PARTS OF THE EXERCISE
**a)** Answer these questions from the passage on Musharraf and Pakistan:
(i) Whose government complained to Musharraf about the traffic of former Taleban over the border?
(ii) What phrase do the US and Britain recite to suppress their concern?
(iii) Which party did Musharraf's supporters try to undermine before the last elections?
**b)** Copy the passage on Musharraf and Pakistan word for word, from "But the Army, even" to "closeness to Kabul.".

READING TEXT
Daily life in Peshawar, the capital, has changed less than many feared under the MMA. Local resistance to “Talebanisation” makes the opposite point: that the province is very different to Afghanistan, for all the deep cultural links.
But there lies the rub. The province is still a source of great help to former Taleban, who move easily over the border, according to reports.
Hamid Karzai’s Government in Kabul has complained to Musharraf about the destabilising effect of this traffic on Afghanistan. But the Pashtun tribal links are proving stronger than orders from Islamabad. Could Musharraf do more? He says not. He argues that he is juggling modernisation with the need not to offend the Army or the MMA, also the largest opposition group in the national parliament.
The US — and to some extent, Britain — has bought this claim since September 11, 2001, with too much indulgence. “Better the devil you know” is the phrase they recite to suppress their concern.
Of course, Musharraf has a point when he defends his immobility. The Army remains his power base, but it is not one he can take for granted. Hierarchical and disciplined, it still seems respectful of his orders.
But the Army, even more than Pakistan in general, was passionately inspired by the long conflict with India over Kashmir. Musharraf has risked its support by persisting with peace talks with India, trying to wean his country off this totemic struggle.
The Army, which long supported the Taleban, also remains deeply sympathetic to its former ally and dislikes Musharraf’s closeness to Kabul.
These vulnerabilities highlight the central failure of Musharraf’s tenure — the lack of progress towards a healthy democracy. He has undermined the main political parties because they threatened his authority. Then he sidelined the parliament he himself created when fundamentalists won too great a role. He remains dependent on the Army for his authority — and afraid of keeping his repeated promise to step down as its head.
Looking back, his biggest mistake was in the North West Frontier Province itself. Before the last elections, his supporters did their best to undermine the People’s Party, one of the two old mainstream parties. That created the vacuum that let the religious parties rush in.
There are few angels in those old parties, which became a byword for corruption in their time in power. But Musharraf’s reluctance to let politics thrive is choking Pakistan’s evolution.

GIVEN DATA
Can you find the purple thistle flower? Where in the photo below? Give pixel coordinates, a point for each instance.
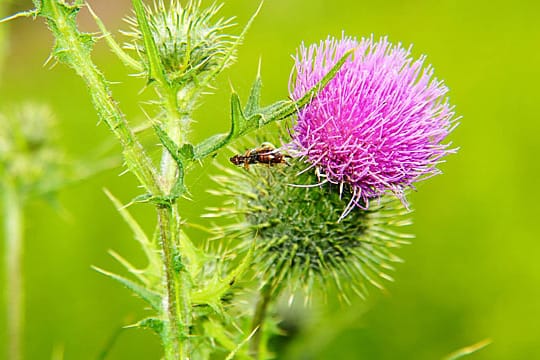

IN RESPONSE
**a)**
(i) Hamid Karzai's Government in Kabul.
(ii) "Better the devil you know."
(iii) The People's Party.

**b)**
But the Army, even more than Pakistan in general, was passionately inspired by the long conflict with India over Kashmir. Musharraf has risked its support by persisting with peace talks with India, trying to wean his country off this totemic struggle.
The Army, which long supported the Taleban, also remains deeply sympathetic to its former ally and dislikes Musharraf’s closeness to Kabul.